===== DOCUMENTO FUENTE =====
Subí hacia la ciudad romana por la línea de costa que persigue las vías de tren (el sol me daba en el cara) hasta alcanzar el mirador sobre el Mediterráneo y luego me adentré en la rambla Nova para intentar recuperar mis recuerdos de cuando era un niño de cinco años y paseaba por allí con mi pichi con una tira del hombro caída y un sombrerito de paja blanca (como aparezco en esas dos primeras fotos de mi álbum de infancia tan escaso). Cerca del bar del Motoclub me acordé de esa calle empinada donde dormía en esas vacaciones de verano que apenas recuerdo con fogonazos de imágenes muy breves: el puesto donde me compraban un helado, aquella perra setter que me lamía la mano, el urbano que me despeinaba la cabeza, con su uniforme que me daba miedo, al regreso de la playa.
Me adentré por el casco viejo, donde me llevaba a pasear el tío de mi padre, Emili, en aquellas sobremesas doradas por la luz de agosto que se colaba a través de la cortina de la sala de estar antes de que me tomara de la mano para salir. Aquel hombretón de espaldas anchas tenía un taxi inglés como vehículo de transporte particular (era un excéntrico) y recuerdo su piso muy blanco y con dos gatos grises que dormían en el sofá. Se parecía a un actor de los años cincuenta llamado Sterling Hayden. Tenía el semblante muy serio. Siempre. Pero, a solas, me regalaba un simulacro de sonrisa.
===== LÍNEAS LISTADAS =====
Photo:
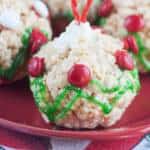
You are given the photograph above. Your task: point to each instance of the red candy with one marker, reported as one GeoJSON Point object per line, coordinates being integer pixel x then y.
{"type": "Point", "coordinates": [132, 44]}
{"type": "Point", "coordinates": [134, 23]}
{"type": "Point", "coordinates": [124, 60]}
{"type": "Point", "coordinates": [37, 39]}
{"type": "Point", "coordinates": [83, 16]}
{"type": "Point", "coordinates": [125, 43]}
{"type": "Point", "coordinates": [105, 8]}
{"type": "Point", "coordinates": [36, 66]}
{"type": "Point", "coordinates": [79, 75]}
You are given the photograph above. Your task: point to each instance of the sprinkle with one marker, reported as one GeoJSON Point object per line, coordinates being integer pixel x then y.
{"type": "Point", "coordinates": [41, 8]}
{"type": "Point", "coordinates": [10, 19]}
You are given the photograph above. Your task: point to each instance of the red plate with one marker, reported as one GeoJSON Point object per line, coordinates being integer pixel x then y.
{"type": "Point", "coordinates": [18, 112]}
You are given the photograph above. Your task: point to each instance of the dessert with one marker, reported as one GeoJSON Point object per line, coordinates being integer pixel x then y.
{"type": "Point", "coordinates": [130, 21]}
{"type": "Point", "coordinates": [84, 78]}
{"type": "Point", "coordinates": [24, 28]}
{"type": "Point", "coordinates": [62, 15]}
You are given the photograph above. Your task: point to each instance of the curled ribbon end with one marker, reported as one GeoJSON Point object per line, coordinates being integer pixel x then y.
{"type": "Point", "coordinates": [83, 16]}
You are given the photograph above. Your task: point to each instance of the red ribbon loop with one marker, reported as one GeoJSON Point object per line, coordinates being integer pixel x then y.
{"type": "Point", "coordinates": [83, 16]}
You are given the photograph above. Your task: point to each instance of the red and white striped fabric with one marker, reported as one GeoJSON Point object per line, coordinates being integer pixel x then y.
{"type": "Point", "coordinates": [10, 140]}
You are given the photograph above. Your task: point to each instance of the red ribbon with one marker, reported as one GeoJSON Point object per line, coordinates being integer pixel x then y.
{"type": "Point", "coordinates": [83, 16]}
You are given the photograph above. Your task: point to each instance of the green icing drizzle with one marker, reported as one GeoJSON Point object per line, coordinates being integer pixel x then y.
{"type": "Point", "coordinates": [143, 52]}
{"type": "Point", "coordinates": [20, 58]}
{"type": "Point", "coordinates": [55, 111]}
{"type": "Point", "coordinates": [100, 21]}
{"type": "Point", "coordinates": [68, 15]}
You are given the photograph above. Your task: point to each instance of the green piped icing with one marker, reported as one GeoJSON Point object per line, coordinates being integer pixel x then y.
{"type": "Point", "coordinates": [54, 110]}
{"type": "Point", "coordinates": [100, 21]}
{"type": "Point", "coordinates": [21, 57]}
{"type": "Point", "coordinates": [143, 53]}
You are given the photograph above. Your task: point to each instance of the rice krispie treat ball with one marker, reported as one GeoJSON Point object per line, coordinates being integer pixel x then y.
{"type": "Point", "coordinates": [62, 15]}
{"type": "Point", "coordinates": [130, 21]}
{"type": "Point", "coordinates": [24, 28]}
{"type": "Point", "coordinates": [83, 78]}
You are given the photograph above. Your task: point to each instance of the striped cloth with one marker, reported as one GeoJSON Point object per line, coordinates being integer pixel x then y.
{"type": "Point", "coordinates": [10, 140]}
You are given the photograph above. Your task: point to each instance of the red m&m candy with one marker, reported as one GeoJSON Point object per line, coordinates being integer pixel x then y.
{"type": "Point", "coordinates": [134, 23]}
{"type": "Point", "coordinates": [37, 39]}
{"type": "Point", "coordinates": [36, 66]}
{"type": "Point", "coordinates": [79, 75]}
{"type": "Point", "coordinates": [124, 60]}
{"type": "Point", "coordinates": [105, 8]}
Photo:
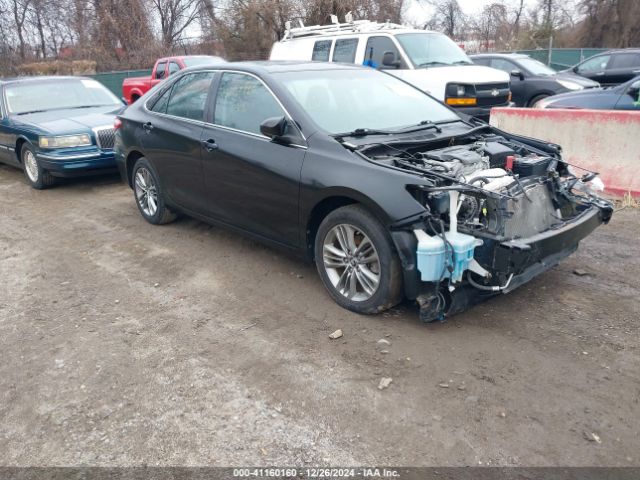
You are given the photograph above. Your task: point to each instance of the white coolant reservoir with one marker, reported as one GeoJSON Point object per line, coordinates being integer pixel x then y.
{"type": "Point", "coordinates": [436, 260]}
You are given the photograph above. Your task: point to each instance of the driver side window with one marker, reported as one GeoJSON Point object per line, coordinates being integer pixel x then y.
{"type": "Point", "coordinates": [243, 103]}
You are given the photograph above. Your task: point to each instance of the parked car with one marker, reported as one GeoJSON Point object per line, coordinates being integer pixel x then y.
{"type": "Point", "coordinates": [610, 68]}
{"type": "Point", "coordinates": [133, 88]}
{"type": "Point", "coordinates": [57, 126]}
{"type": "Point", "coordinates": [622, 97]}
{"type": "Point", "coordinates": [429, 60]}
{"type": "Point", "coordinates": [531, 80]}
{"type": "Point", "coordinates": [391, 192]}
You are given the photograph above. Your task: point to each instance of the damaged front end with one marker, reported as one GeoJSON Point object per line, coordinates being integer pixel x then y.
{"type": "Point", "coordinates": [499, 210]}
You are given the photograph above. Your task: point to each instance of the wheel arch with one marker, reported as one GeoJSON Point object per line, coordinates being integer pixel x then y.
{"type": "Point", "coordinates": [332, 200]}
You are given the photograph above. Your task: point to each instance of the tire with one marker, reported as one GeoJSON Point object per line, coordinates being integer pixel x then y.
{"type": "Point", "coordinates": [536, 99]}
{"type": "Point", "coordinates": [149, 195]}
{"type": "Point", "coordinates": [353, 248]}
{"type": "Point", "coordinates": [37, 176]}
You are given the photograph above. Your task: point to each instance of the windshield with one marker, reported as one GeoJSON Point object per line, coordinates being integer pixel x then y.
{"type": "Point", "coordinates": [536, 67]}
{"type": "Point", "coordinates": [432, 50]}
{"type": "Point", "coordinates": [193, 61]}
{"type": "Point", "coordinates": [342, 101]}
{"type": "Point", "coordinates": [59, 94]}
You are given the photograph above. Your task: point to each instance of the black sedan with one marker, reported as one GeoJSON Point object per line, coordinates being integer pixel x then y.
{"type": "Point", "coordinates": [531, 80]}
{"type": "Point", "coordinates": [622, 97]}
{"type": "Point", "coordinates": [57, 127]}
{"type": "Point", "coordinates": [610, 68]}
{"type": "Point", "coordinates": [389, 191]}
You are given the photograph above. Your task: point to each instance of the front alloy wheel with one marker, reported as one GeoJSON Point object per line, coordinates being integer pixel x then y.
{"type": "Point", "coordinates": [351, 262]}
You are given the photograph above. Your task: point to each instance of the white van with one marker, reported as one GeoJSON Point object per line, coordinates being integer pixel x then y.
{"type": "Point", "coordinates": [429, 60]}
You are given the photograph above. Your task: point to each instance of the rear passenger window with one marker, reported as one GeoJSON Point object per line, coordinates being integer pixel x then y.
{"type": "Point", "coordinates": [173, 68]}
{"type": "Point", "coordinates": [189, 95]}
{"type": "Point", "coordinates": [345, 50]}
{"type": "Point", "coordinates": [321, 51]}
{"type": "Point", "coordinates": [243, 103]}
{"type": "Point", "coordinates": [374, 53]}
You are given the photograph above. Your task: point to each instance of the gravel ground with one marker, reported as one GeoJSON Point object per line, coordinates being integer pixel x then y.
{"type": "Point", "coordinates": [127, 344]}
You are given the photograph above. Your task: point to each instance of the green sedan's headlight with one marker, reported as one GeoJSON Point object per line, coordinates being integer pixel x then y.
{"type": "Point", "coordinates": [66, 141]}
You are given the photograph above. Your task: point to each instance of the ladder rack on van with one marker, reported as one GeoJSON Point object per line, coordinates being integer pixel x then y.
{"type": "Point", "coordinates": [356, 26]}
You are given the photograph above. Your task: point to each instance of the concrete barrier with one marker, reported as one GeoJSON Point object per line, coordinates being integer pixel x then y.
{"type": "Point", "coordinates": [604, 141]}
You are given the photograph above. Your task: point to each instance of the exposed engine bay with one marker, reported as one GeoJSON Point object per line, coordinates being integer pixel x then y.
{"type": "Point", "coordinates": [498, 211]}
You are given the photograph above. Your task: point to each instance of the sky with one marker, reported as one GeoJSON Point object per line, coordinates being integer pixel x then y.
{"type": "Point", "coordinates": [420, 12]}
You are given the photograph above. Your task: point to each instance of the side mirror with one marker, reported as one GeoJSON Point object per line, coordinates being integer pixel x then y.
{"type": "Point", "coordinates": [274, 127]}
{"type": "Point", "coordinates": [390, 59]}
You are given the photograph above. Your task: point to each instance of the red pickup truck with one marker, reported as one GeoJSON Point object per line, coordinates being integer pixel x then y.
{"type": "Point", "coordinates": [133, 88]}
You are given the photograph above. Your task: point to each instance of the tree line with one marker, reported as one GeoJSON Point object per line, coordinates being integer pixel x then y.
{"type": "Point", "coordinates": [121, 34]}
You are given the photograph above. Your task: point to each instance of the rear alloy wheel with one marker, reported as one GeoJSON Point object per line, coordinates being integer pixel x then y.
{"type": "Point", "coordinates": [356, 261]}
{"type": "Point", "coordinates": [148, 194]}
{"type": "Point", "coordinates": [38, 177]}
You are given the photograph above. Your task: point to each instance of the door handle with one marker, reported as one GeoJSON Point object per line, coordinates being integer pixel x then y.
{"type": "Point", "coordinates": [209, 145]}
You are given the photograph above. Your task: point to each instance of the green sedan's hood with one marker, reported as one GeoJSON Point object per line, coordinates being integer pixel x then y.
{"type": "Point", "coordinates": [68, 121]}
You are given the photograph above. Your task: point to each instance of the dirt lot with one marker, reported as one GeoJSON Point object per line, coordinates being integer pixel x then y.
{"type": "Point", "coordinates": [123, 343]}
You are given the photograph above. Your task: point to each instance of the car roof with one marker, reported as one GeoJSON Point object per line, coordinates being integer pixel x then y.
{"type": "Point", "coordinates": [277, 66]}
{"type": "Point", "coordinates": [40, 78]}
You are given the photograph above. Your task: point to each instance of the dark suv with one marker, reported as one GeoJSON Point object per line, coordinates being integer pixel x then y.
{"type": "Point", "coordinates": [610, 68]}
{"type": "Point", "coordinates": [531, 80]}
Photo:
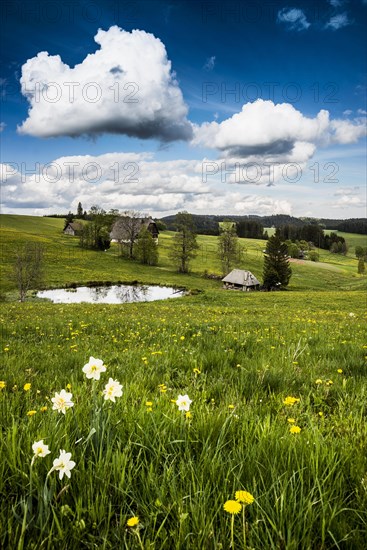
=====
TU OBJETIVO: Según el texto, ¿qué vehículo de transporte particular tenía Emili, el tío del padre del narrador? Para responder, usa únicamente el texto.

RESPUESTA: Un taxi inglés.